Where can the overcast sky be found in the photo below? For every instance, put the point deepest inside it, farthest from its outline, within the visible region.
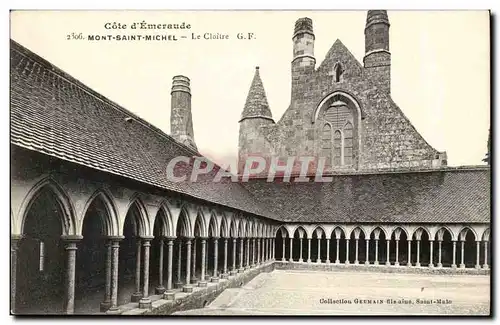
(440, 67)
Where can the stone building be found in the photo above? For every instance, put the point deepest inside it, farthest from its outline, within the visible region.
(98, 226)
(340, 110)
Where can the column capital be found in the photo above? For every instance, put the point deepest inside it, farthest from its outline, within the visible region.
(14, 241)
(116, 238)
(71, 238)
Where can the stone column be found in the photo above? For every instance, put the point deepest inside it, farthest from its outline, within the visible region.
(431, 262)
(397, 253)
(188, 287)
(115, 250)
(179, 261)
(300, 251)
(259, 251)
(347, 251)
(283, 257)
(439, 254)
(454, 265)
(308, 250)
(273, 243)
(485, 265)
(253, 252)
(193, 269)
(241, 269)
(169, 293)
(409, 253)
(337, 261)
(319, 250)
(328, 251)
(225, 274)
(145, 302)
(215, 278)
(367, 241)
(418, 253)
(462, 265)
(356, 255)
(203, 282)
(107, 287)
(269, 249)
(247, 266)
(137, 295)
(160, 288)
(70, 247)
(14, 245)
(387, 261)
(478, 263)
(233, 271)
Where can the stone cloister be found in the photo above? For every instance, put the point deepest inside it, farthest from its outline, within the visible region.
(434, 246)
(67, 244)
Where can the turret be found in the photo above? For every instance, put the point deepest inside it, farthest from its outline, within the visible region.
(254, 123)
(181, 120)
(377, 60)
(303, 61)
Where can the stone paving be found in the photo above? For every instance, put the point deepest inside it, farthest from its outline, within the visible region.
(284, 292)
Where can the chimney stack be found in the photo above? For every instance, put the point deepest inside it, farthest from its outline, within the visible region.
(181, 120)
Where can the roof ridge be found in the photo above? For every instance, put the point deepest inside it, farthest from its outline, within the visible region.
(77, 83)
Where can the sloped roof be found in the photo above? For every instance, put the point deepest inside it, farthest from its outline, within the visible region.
(55, 114)
(441, 196)
(256, 104)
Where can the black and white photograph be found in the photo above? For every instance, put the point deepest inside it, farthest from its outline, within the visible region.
(250, 163)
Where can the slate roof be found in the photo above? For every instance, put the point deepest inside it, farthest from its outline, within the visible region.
(445, 196)
(256, 104)
(55, 114)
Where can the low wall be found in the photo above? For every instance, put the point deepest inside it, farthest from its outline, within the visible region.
(200, 297)
(382, 268)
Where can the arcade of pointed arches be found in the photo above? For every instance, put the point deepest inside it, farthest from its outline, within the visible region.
(175, 245)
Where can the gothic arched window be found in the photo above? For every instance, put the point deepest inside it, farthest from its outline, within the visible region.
(337, 72)
(337, 148)
(348, 144)
(339, 119)
(326, 141)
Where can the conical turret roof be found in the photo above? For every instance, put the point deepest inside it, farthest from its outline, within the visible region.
(256, 104)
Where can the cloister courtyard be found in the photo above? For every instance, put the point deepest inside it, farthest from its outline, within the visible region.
(301, 292)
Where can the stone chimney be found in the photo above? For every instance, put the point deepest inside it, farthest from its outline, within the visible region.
(181, 120)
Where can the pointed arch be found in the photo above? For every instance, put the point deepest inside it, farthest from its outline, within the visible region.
(299, 230)
(486, 235)
(463, 232)
(403, 229)
(213, 226)
(234, 228)
(140, 215)
(164, 213)
(381, 229)
(445, 228)
(63, 200)
(315, 230)
(424, 228)
(282, 231)
(183, 226)
(342, 229)
(242, 228)
(224, 226)
(338, 70)
(110, 219)
(361, 230)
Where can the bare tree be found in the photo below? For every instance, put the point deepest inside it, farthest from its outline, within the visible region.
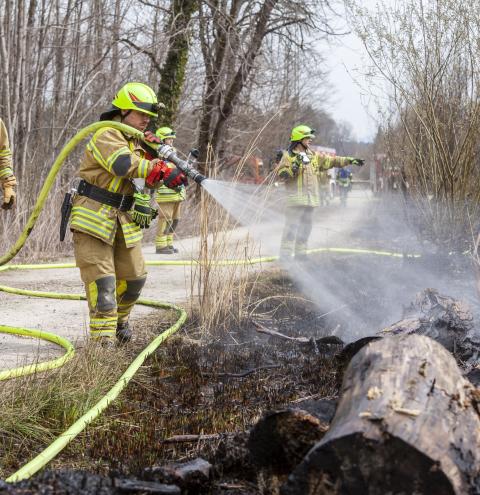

+ + + + + + +

▸ Aim
Extract each line of the records above that contains the word "chimney".

▸ Exercise answer
Where can the chimney stack be found in the photo above? For every instance, put the point deepest inside it, farthest from its outline, within the visible region.
Where can the stone chimney be found in the photo above? For every instance, put the point deepest inside it, farthest from its outline, within the visible region.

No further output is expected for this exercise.